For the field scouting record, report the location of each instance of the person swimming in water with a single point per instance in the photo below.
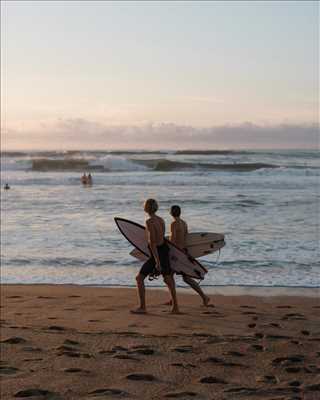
(178, 236)
(159, 262)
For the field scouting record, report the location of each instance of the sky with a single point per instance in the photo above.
(103, 74)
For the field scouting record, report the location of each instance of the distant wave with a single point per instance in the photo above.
(197, 160)
(168, 165)
(45, 164)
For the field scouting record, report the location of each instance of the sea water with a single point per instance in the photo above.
(56, 230)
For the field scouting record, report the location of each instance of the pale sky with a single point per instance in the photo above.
(70, 65)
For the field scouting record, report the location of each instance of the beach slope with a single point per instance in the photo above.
(70, 342)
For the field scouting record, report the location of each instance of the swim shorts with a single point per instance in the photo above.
(149, 267)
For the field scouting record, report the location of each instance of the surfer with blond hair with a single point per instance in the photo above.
(178, 236)
(159, 262)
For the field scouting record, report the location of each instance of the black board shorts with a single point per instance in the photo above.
(149, 267)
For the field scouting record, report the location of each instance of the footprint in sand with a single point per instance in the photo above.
(213, 379)
(141, 377)
(125, 357)
(6, 370)
(14, 340)
(183, 349)
(294, 316)
(76, 371)
(143, 350)
(220, 361)
(234, 354)
(247, 306)
(297, 358)
(284, 306)
(257, 347)
(249, 313)
(32, 349)
(181, 395)
(41, 394)
(56, 328)
(268, 379)
(183, 365)
(71, 342)
(293, 370)
(108, 392)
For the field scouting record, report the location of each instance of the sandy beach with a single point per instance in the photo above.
(72, 342)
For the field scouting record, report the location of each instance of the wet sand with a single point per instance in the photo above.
(70, 342)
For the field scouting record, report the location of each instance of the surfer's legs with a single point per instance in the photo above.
(196, 287)
(142, 294)
(169, 280)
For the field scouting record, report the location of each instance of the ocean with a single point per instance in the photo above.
(56, 230)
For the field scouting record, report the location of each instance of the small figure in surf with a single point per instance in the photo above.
(159, 262)
(178, 236)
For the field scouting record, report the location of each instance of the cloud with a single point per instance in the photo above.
(87, 134)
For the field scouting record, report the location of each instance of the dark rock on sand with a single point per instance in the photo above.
(43, 394)
(108, 392)
(6, 370)
(180, 395)
(212, 379)
(141, 377)
(14, 340)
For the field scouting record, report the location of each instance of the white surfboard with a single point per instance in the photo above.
(199, 244)
(180, 262)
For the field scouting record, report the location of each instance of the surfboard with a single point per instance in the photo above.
(199, 244)
(180, 262)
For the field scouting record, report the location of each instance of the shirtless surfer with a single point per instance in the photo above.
(178, 236)
(159, 262)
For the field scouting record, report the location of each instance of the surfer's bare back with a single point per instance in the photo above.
(159, 262)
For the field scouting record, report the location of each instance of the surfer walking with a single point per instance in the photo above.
(178, 236)
(159, 262)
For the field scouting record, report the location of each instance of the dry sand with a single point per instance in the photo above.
(69, 342)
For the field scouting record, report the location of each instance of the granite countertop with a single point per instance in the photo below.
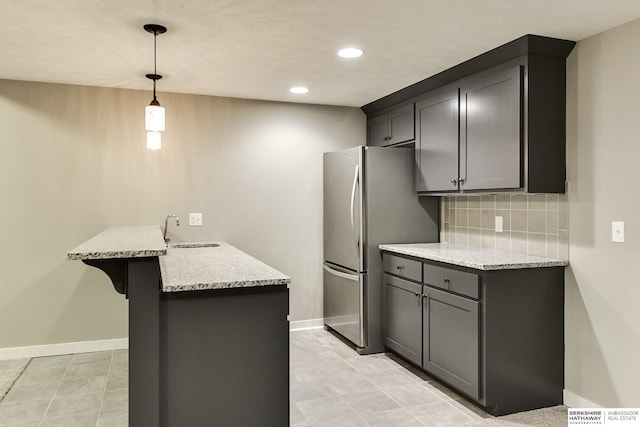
(480, 259)
(122, 242)
(224, 266)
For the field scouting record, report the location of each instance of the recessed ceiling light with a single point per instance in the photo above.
(299, 90)
(350, 52)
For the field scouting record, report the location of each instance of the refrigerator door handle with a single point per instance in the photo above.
(347, 276)
(356, 181)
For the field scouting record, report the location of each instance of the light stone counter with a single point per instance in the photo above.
(221, 267)
(480, 259)
(182, 269)
(122, 242)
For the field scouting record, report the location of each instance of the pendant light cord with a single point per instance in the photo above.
(155, 71)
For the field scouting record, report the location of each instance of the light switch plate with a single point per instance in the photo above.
(195, 218)
(617, 231)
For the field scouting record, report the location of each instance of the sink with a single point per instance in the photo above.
(186, 245)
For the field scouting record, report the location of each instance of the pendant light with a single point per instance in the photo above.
(154, 112)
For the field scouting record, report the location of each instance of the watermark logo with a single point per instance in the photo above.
(623, 417)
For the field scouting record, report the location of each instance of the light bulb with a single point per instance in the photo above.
(154, 117)
(154, 140)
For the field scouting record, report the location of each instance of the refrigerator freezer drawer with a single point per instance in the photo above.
(343, 304)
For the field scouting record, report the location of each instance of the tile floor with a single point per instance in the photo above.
(88, 389)
(331, 385)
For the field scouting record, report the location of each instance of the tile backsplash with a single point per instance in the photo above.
(534, 224)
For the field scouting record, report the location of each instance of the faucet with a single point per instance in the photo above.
(166, 221)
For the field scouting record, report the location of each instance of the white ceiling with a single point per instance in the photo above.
(260, 48)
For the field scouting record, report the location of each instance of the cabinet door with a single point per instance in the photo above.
(491, 132)
(401, 126)
(377, 131)
(450, 342)
(403, 317)
(437, 142)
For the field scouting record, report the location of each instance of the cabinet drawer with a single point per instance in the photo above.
(452, 280)
(402, 267)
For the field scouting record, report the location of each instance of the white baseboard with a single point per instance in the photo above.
(63, 348)
(114, 344)
(573, 400)
(303, 325)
________________________________________
- Work to be completed -
Reproduce the material word for word, minus the images.

- Written response -
For the field scouting record, report the location of each instance of the person swimming in water with a single point per instance in the photo below.
(178, 236)
(159, 262)
For the field scouting record, report the location of each instance of the sky with a single point per instance in the photo above.
(103, 74)
For the field scouting record, report the location of each instance of the distant wave with a single point per instance in the photo above.
(197, 160)
(168, 165)
(45, 164)
For the field scouting record, report the location of each instance of the sea water with a single point per instance in the photo above.
(56, 230)
For the field scouting record, report the location of each instance of the pale sky with a single point per instance in the photo above.
(70, 65)
For the field scouting record, report the location of each instance of the beach slope with a single point per instance in the photo above.
(70, 342)
For the field scouting record, report the location of each instance of the swim shorts with a single point per instance in the photo above.
(149, 267)
For the field scouting record, report the location of each instance of the surfer with blond hair with a single point per instance in the photo above.
(178, 236)
(159, 262)
For the field scouting record, report the location of each instance of the black board shorts with a single point per instance in the photo above.
(149, 267)
For the field scouting record, report the location of each instance of the footprint in sand with a single point per instance in the photo above.
(213, 379)
(141, 377)
(125, 357)
(6, 370)
(14, 340)
(183, 349)
(294, 316)
(76, 371)
(143, 350)
(220, 361)
(234, 354)
(247, 306)
(297, 358)
(284, 306)
(257, 347)
(249, 313)
(32, 349)
(181, 395)
(41, 394)
(56, 328)
(268, 379)
(183, 365)
(71, 342)
(293, 370)
(108, 392)
For the field scouting record, report the location of each instance of the sandy beach with a single point per instance in the photo above.
(72, 342)
For the field scouting record, report the location of each instance of the wet sand with a single point per instance in the photo above.
(70, 342)
For the field scouting record, report the location of each instance of the surfer's legs with a single point per instance in the photo above.
(196, 287)
(142, 294)
(169, 280)
For the field scouting record, report the location of each instance of the ocean with a single point per instance in the photo above.
(56, 230)
For the field scouting record, report the location of each instance of the small figure in surf with a single point per instance in the photo above.
(159, 262)
(178, 236)
For the field scouting record, report the location of each instance of the cloud with a single point per instance in the photo above.
(87, 134)
For the field scouting record, report the location of each instance of the dark rock on sand with a single point per instance in the photo above.
(43, 394)
(108, 392)
(6, 370)
(180, 395)
(212, 379)
(141, 377)
(14, 340)
For the field scouting record, report the location of each instance of the white surfboard with a single point per instance in the photo above.
(199, 244)
(180, 262)
For the field scouting record, report the location of each instance of the surfboard with a single point per instance in the photo above.
(199, 244)
(180, 262)
For the field scouting record, report the location of each instance of the shirtless surfer with a single point per instance in the photo above.
(178, 236)
(159, 262)
For the field scouting record, report the location of each instance of the surfer's bare back with a single point per instance in the photo above.
(159, 262)
For the field scouting record, report the location of each instance of the surfer walking with a single point per instance in the photo above.
(178, 236)
(159, 262)
For the field scouting record, report the location of each instance of the dry sand with a single point per instance in the photo above.
(69, 342)
For the field scouting record, report the location of each instance of the granite countertop with a single point per instance in the photo below.
(480, 259)
(122, 242)
(224, 266)
For the field scouting record, report the location of each instance of the recessed ceiling light with a single point per instance in the photo above.
(299, 90)
(350, 52)
For the field scouting record, report the location of each instance of the refrigerator door handle with a single point per instance in the photo above.
(347, 276)
(356, 181)
For the field scouting record, report the location of each instance of the light stone counter with a single point per instance in the photo above.
(221, 267)
(480, 259)
(182, 269)
(122, 242)
For the field scouting record, report the location of each instance of the pendant light cord with a single point per instance in the photo above.
(155, 71)
For the field scouting record, report the location of each instance of the light switch plate with a single point per instance in the photo above.
(195, 218)
(617, 231)
For the field scouting record, report the location of each instance of the sink with a single point per instance in the photo above.
(186, 245)
For the field scouting record, report the location of each instance of the pendant light with a single point per instance in the photo above.
(154, 112)
For the field scouting record, report the location of each instance of the watermark logo with a single point per instance in the photo above.
(623, 417)
For the field scouting record, report the location of each instance of the light bulb with a single point per instance in the photo above.
(154, 117)
(154, 140)
For the field scouting record, report the location of each instance of the refrigerator freezer drawer with a single point per instance in the photo above.
(343, 304)
For the field scouting record, report the location of each instance of the tile floor with a single point per instance in the photo above.
(88, 389)
(331, 385)
For the field scouting record, report the location of each instance of the tile backsplash with a single point per instance in the photo above.
(534, 224)
For the field scouting record, report the location of each instance of the faucet with a single point per instance in the photo above.
(166, 221)
For the field scouting record, report the location of each instance of the white ceiling with a single point per instance in the photo above.
(260, 48)
For the field scouting record, report the location of each instance of the cabinet door with a single point per instance in the photo above.
(491, 132)
(401, 126)
(377, 131)
(450, 342)
(403, 317)
(437, 142)
For the field scouting record, report the location of each instance of the cabinet drawer with a single point per instance in the photo above.
(452, 280)
(402, 267)
For the field scouting record, report the location of each instance of the white baseboard with a single point per instance in the photo above.
(63, 348)
(114, 344)
(573, 400)
(303, 325)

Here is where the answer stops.